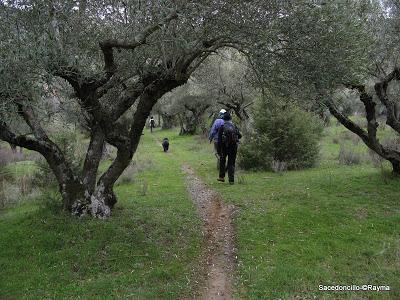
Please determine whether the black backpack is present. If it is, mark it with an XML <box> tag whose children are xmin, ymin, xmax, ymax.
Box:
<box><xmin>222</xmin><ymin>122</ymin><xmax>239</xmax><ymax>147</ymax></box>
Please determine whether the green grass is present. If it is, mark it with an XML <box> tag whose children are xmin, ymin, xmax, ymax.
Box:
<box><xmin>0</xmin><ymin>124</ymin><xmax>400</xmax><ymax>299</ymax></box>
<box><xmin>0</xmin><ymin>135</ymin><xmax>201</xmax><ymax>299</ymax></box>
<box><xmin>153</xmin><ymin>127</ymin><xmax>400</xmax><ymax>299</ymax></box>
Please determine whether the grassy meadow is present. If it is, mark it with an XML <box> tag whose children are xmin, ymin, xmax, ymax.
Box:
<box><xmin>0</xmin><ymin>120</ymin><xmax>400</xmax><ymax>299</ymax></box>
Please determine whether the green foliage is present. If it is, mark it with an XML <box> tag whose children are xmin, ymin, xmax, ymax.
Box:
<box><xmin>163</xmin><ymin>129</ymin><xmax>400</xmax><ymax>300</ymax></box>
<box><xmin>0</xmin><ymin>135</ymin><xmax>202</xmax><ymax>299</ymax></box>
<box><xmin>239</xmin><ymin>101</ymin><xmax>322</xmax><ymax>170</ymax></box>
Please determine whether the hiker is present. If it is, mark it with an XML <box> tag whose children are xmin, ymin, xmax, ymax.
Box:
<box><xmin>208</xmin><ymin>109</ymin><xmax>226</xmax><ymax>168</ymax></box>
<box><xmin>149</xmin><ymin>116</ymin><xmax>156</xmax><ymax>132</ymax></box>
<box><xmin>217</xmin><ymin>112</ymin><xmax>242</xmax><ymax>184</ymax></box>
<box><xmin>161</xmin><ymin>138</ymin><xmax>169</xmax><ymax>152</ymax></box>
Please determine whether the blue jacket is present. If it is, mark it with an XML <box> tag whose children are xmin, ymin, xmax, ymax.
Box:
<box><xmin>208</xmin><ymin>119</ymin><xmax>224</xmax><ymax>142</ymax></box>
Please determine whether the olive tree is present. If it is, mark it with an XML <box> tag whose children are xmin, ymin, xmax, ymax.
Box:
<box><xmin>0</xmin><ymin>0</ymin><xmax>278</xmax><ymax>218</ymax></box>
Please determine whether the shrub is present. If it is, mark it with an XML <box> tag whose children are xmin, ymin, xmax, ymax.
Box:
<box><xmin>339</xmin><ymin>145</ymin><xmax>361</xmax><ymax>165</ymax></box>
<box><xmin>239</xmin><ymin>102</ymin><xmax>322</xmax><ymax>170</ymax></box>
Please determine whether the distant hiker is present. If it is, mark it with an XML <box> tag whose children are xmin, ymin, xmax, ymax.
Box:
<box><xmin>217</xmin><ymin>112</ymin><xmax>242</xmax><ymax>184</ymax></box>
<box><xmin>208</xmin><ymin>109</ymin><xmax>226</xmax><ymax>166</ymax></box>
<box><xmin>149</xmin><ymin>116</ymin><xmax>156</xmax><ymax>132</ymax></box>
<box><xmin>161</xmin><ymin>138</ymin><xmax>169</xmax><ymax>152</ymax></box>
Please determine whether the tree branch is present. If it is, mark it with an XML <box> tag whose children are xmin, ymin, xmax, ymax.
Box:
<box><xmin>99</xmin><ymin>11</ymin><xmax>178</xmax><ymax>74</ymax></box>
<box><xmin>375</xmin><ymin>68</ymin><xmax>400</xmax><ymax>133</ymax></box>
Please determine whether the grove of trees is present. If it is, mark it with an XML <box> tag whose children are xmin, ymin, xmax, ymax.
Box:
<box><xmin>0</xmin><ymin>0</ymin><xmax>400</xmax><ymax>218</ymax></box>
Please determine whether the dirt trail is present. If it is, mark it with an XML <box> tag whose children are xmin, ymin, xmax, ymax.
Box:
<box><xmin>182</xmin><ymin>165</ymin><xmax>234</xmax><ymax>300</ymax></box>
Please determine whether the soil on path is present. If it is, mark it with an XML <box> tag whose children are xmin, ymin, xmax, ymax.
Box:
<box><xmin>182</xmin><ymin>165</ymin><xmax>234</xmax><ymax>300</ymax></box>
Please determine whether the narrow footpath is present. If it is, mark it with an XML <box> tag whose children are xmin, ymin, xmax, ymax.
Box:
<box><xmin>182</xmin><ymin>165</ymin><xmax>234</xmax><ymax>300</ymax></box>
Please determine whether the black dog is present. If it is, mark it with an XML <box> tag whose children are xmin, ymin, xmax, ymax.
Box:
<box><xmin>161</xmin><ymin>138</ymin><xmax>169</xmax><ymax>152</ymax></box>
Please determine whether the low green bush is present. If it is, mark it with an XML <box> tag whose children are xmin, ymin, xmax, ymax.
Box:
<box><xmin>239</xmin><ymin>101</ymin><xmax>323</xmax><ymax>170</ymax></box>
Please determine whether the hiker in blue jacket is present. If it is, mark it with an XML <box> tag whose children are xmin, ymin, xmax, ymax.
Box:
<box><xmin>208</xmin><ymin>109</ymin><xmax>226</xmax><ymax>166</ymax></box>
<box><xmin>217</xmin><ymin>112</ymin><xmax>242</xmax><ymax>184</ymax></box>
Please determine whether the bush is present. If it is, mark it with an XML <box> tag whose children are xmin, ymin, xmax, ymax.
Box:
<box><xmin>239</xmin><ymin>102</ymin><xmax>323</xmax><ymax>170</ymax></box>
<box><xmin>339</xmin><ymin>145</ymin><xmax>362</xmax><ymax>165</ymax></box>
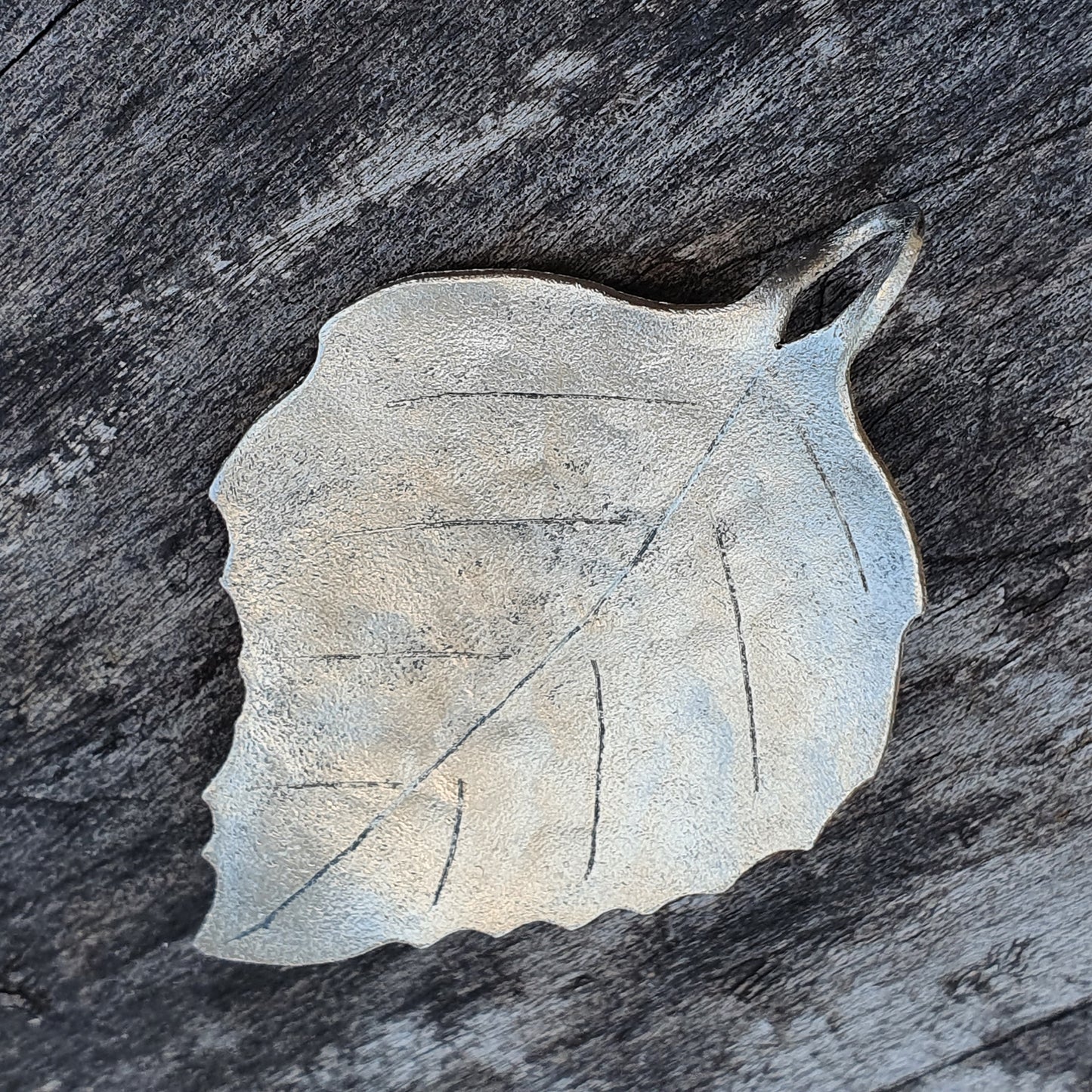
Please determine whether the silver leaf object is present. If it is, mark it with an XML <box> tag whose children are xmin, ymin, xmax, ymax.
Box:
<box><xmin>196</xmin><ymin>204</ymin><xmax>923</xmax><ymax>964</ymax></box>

_ _ _

## AIM OF THE TASK:
Copy the records again from the line containing "Please determine whether the bush" through the end of the records, keeping the requests unchanged but multiplying every bounding-box coordinate in the answers by 1.5 and rounding to whole numbers, with halves rounded up. Leave the pictures out.

## RESPONSE TO THE EXERCISE:
Please determine whether the bush is present. If it is, mark it with an XML <box> tag whose children are xmin, ymin, xmax, ymax.
Box:
<box><xmin>359</xmin><ymin>153</ymin><xmax>485</xmax><ymax>255</ymax></box>
<box><xmin>509</xmin><ymin>218</ymin><xmax>543</xmax><ymax>248</ymax></box>
Please determine whether the silver leaf object is present. If it is, mark it with an XML <box> tag whose children are xmin, ymin, xmax, ymax.
Box:
<box><xmin>294</xmin><ymin>306</ymin><xmax>1385</xmax><ymax>1446</ymax></box>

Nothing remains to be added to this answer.